Task instructions: Word for word, give the material below again, minus any images.

Data provided:
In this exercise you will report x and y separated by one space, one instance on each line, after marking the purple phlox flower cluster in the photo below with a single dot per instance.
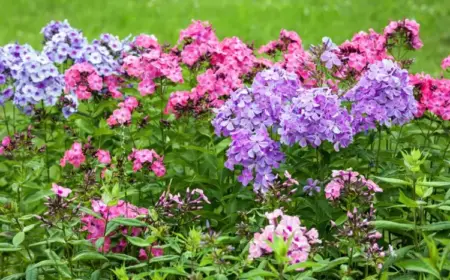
260 105
313 117
346 183
284 227
312 187
382 96
36 78
63 42
70 104
258 154
104 54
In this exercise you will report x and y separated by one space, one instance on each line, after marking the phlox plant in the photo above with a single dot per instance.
215 159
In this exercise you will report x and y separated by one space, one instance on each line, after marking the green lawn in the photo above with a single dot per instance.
251 20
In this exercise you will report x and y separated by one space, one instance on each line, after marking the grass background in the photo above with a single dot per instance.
251 20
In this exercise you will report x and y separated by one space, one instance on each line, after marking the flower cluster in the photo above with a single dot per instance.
63 42
175 205
104 54
382 96
36 78
5 145
407 31
434 95
198 41
151 63
313 117
149 158
122 116
358 229
286 228
74 156
60 191
96 227
348 183
363 50
258 154
82 79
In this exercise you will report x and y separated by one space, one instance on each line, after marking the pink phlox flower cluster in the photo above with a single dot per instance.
284 41
362 50
149 158
348 181
60 191
103 156
434 95
285 227
74 156
82 79
6 142
151 63
198 40
122 116
96 227
445 63
408 28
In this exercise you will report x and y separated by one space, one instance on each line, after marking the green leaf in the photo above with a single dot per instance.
393 225
31 273
302 265
257 272
393 181
407 201
89 256
122 257
18 238
164 258
436 226
85 126
419 265
140 242
128 222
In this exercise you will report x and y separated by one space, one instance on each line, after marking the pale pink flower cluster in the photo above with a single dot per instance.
151 63
6 141
148 158
103 156
74 156
60 191
122 116
409 27
445 63
287 228
198 40
346 181
82 79
96 227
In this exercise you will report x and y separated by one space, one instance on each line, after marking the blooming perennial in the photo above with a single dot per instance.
287 228
382 96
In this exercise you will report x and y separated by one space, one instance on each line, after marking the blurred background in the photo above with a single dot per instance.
255 21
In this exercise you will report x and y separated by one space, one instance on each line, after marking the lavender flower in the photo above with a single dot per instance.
382 96
258 154
63 42
104 54
311 187
313 117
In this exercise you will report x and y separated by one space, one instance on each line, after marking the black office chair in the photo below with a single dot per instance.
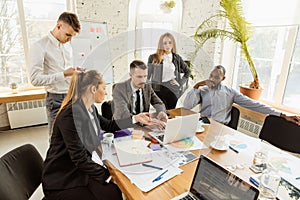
281 133
235 115
107 109
20 173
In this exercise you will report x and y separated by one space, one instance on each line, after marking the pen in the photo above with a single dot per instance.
233 149
159 177
152 166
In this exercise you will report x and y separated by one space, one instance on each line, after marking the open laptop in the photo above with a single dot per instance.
177 129
213 182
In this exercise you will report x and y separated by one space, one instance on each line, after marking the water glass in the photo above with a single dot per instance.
260 161
269 183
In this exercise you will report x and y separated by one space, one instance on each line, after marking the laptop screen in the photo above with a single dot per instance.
212 181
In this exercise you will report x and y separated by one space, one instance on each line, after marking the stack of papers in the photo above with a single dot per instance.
143 177
133 152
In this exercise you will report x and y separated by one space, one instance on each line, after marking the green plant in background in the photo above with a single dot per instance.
240 31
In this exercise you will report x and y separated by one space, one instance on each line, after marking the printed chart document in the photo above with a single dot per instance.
133 152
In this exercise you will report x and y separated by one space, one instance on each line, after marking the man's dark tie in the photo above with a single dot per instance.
138 102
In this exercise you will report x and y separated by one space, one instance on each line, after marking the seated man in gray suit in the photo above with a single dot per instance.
134 95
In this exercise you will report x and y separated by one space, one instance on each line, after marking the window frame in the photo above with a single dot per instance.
287 61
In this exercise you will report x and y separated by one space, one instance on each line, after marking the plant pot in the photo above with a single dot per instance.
250 92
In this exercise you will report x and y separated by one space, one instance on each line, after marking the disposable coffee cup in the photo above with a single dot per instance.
108 138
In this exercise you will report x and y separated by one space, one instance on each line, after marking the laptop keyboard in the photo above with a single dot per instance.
160 137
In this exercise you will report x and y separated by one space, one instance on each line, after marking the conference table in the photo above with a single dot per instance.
228 159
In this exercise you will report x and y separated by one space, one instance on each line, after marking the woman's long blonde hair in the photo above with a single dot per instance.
79 83
160 49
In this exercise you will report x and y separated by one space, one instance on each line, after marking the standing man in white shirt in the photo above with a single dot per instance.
51 63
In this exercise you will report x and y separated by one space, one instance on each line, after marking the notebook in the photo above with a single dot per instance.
177 129
132 152
211 181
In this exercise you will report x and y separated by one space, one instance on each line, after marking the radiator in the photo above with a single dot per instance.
249 126
26 113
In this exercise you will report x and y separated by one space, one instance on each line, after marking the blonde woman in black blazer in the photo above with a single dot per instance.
69 171
164 68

Task result:
In this exercise you will report x and y separated by one space, one instance on each line, after marking the purple phlox flower cluster in the photo below with a single dot per instance.
260 105
313 117
346 183
284 227
312 187
382 96
36 78
63 42
70 104
258 154
104 54
In this exercise you will report x and y separated by one space, one instance on each line, after marking the phlox plant in the photo above with a single dot per instance.
215 159
In this exercise you will report x and y separated by one space, one instance on each line, after marking the green lawn in the photo above with a single dot per instance.
251 20
In this exercise you will report x and y separated by one space, one instance on each line, after marking the grass background in the photo above with a single dot per instance.
251 20
In this exercise you will report x and y separated by one space, one instance on each line, after marking the flower cluster in the photo above with a single dot per instance.
63 42
175 205
104 54
382 96
36 78
5 145
407 31
434 95
198 41
151 63
313 117
149 158
122 116
358 229
286 228
74 156
60 191
96 227
348 183
363 50
258 154
82 79
In this exercise you will report x and y separated by one space, one instance on each line, after marking the pink phlox flower cluster in the photo above with a single dot per instance.
284 41
362 50
149 158
348 181
60 191
103 156
434 95
285 227
74 156
82 79
6 142
151 63
198 40
122 116
96 227
445 63
408 28
In this exercise you will report x and y separated by one space, one instance on each line, after marking the green leaf in the photo above with a single dot per instance.
393 225
31 273
302 265
257 272
393 181
407 201
89 256
122 257
18 238
164 258
436 226
85 126
419 265
140 242
128 222
In this exercise you will report x and y separated by one space, one instance on each line, after marking the pale pink flower cluster in the photo above with a single dot per instance.
151 63
6 141
148 158
103 156
74 156
60 191
122 116
409 27
445 63
287 228
198 40
346 181
82 79
96 227
In this exercise you will report x and y separated by one space, one instance on each line, after marking the blooming perennial in the photo above with a single dot per instance.
287 228
382 96
In this exercise you will report x and y separated by one space, one instance on each line, after marking the blurred background in the photo above with a single dot per instance.
255 21
In this exercise you will report x and y separated by one space, one instance on each line, after marking the lavender flower in the photo above with a single dot per instance.
382 96
258 154
63 42
104 54
311 187
313 117
In this exercise you will report x and y separated by one space, one instance on each line, after marking the black office chair in the photo below with a single dot per instance.
281 133
235 115
107 109
20 173
In this exercise you will report x and y separated by one space, one instance on each line, after marking the pen in the photo above with a single dot per instance.
233 149
159 177
152 166
In this exercise you will report x and y separated by one space, one instance on each line, after marking the open laptop in the photo above with a single dot per instance.
177 129
213 182
In this exercise you will report x and y separated by one space, one instance on each line, after marking the water glass in the photo above with a single dot per instance.
260 161
269 183
In this exercise you will report x and y separated by one space, one instance on each line, after marking the laptop screen in the photo above with a single dot per instance.
212 181
In this exercise you will report x and y separated by one space, one instance on each line, after marking the stack of papers in the photo above with a single dot per instance.
143 177
133 152
In this exercise you will report x and y separated by one space, one instance on each line, after marking the green plant in background in the photo above with a single dot per instance.
240 31
In this exercise you will report x and y separated by one space, one instance on each line, after marking the printed chart document in the photo above with a single dot per instance.
133 152
In this exercise you will report x and y separated by one space, one instance on each line, after marking the man's dark tie in the photo above with a single dot per instance.
138 102
In this exercise you will report x and y separated by one space, one instance on each line, after marking the seated man in gray suit in the photo above with a single dot per instance.
134 95
In this exercise you will report x and y separated by one space, one instance on each line, after marking the window frame in the photo above with a single dot per instance.
287 61
In this exercise you will report x and y separated by one space, one instance on each line, after marking the plant pot in the photo above with a single dot per instance.
250 92
In this exercise you will report x and y separated by one space, one instance on each line, after marking the disposable coffee cup in the photo above with a single dot per instance.
108 138
In this exercise you will report x and y separated by one space, one instance on each line, after marking the laptop keyboard in the photo above with a single dot per instance.
160 137
In this exercise you will report x and y separated by one space, one instance on each line, after marking the conference table in the photo above with a single dot per instance.
228 159
In this exercise you will report x and y separated by one space, one instance on each line, after marking the woman's long blonde hair in the photo above with a single dot per instance.
79 83
160 49
In this exercise you will report x and y separated by one space, one instance on each line, after marking the standing man in white shirt in the photo above with a single dot per instance.
51 63
In this exercise you will report x and y separated by one space, one instance on each line, after marking the notebook in the photo above with a single dot per instance.
177 129
132 152
211 181
In this exercise you will report x and y separated by one space, one instance on each line, after marking the radiator in the photo above with a single dot per instance.
249 126
26 113
In this exercise you will report x and y separated by one space, one instance on each line, after marking the blonde woman in black blazer in the photo above with a single dot per instance.
69 171
164 68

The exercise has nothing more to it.